The importance of adjusting risk measures for other pesticides was mentioned several times during the examinations of Dr. Mucci, but the following excerpt from the direct examination relates to a “hypothetical” differential analysis (etiology) of plaintiff’s expert in ruling in GBFs based on dose response risk estimates from Ericsson and McDuffie studies which were not adjusted for other pesticides:

Q. If the jury heard from Dr. Nabhan that in looking at dose-response issues you don’t have to even consider confounding, would you agree or disagree with that, if that’s what they heard? A. I would disagree. Q. Why? A. So in epidemiology when you’re looking, for example, at dose-response and you see an association, the first thing you need to ask is could bias or confounding have led to that dose — apparent dose-response. Again, a statistical association does not mean a causal association. So you first want to rule out that there’s bias and confounding. And so that’s why it’s incredibly important to always adjust for confounding. And in fact, actually there’s many examples where you get a dose-response because of confounding. Because those who are in the highest group of the exposure are much more likely, for example, to be exposed to other pesticides even more so than those in the lower level of exposure. Q. And the whole issue about whether you have to adjust for other pesticides when you’re looking at this issue, do you think that’s important or is that something that, you know, only a rookie would do or someone who’s sort of making core baseline epidemiology mistakes? A. No. In fact, it’s very critical. You know,confounding in epidemiology is one of the core issues we worry about. Again, we can’t do the time machine. And the reality is people who — I know you don’t like the physical activity example — but people who are, you know, physically active, they’re less likely to smoke and they’re more likely to eat a healthy diet and they are more likely to go regularly to the physicians. And so confounding is something as an epidemiologist we’re concerned about. And the good thing about it is there’s something we can actually do with it in our mathematical model. So it’s always something that we should be concerned about. And we should look within a study to see if confounding is present.

Dr. Mucci provided a day of highly pertinent testimony regarding the recent epidemiological studies which confirm the lack of association between GBFs and NHL and major sub-types. Whether juries appreciate the difference between isolated animal and laboratory tests and recent large scale conclusive studies on human populations remains to be seen. Ultimately, if juries cannot grasp the distinction, appellate courts have consistently overruled jury verdicts when epidemiological evidence derived from human populations was not appropriately valued.

• Collected data:
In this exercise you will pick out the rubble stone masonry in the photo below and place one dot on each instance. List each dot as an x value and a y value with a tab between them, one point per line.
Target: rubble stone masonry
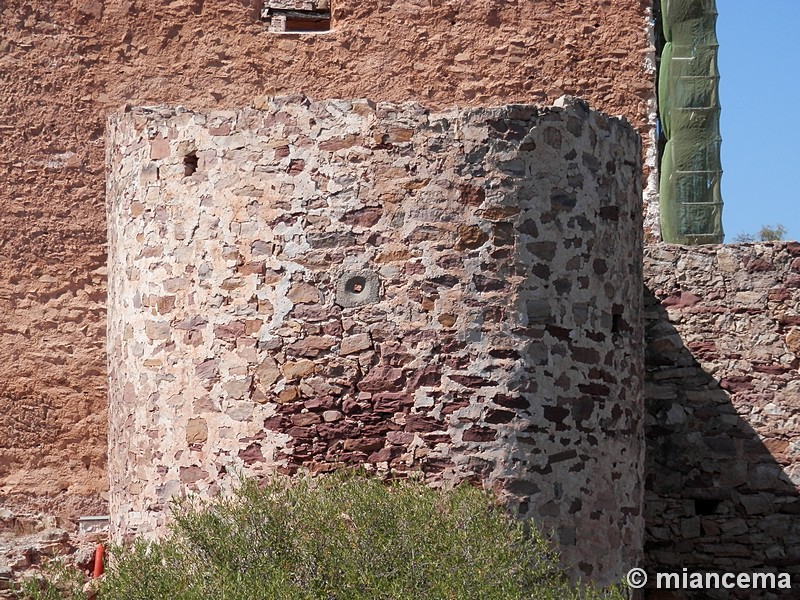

• What to do:
Answer these questions about the text on Dr. Mucci's testimony.
1. Which two studies supplied the dose response risk estimates that the opening paragraph says were not adjusted for other pesticides?
2. What was Dr. Mucci's answer when asked to agree or disagree with Dr. Nabhan's view that confounding need not be considered in dose-response issues?
3. According to the last paragraph, what have appellate courts consistently done when epidemiological evidence derived from human populations was not appropriately valued?

• Answer to this task:
1. The Ericsson and McDuffie studies.
2. "I would disagree."
3. They have overruled jury verdicts.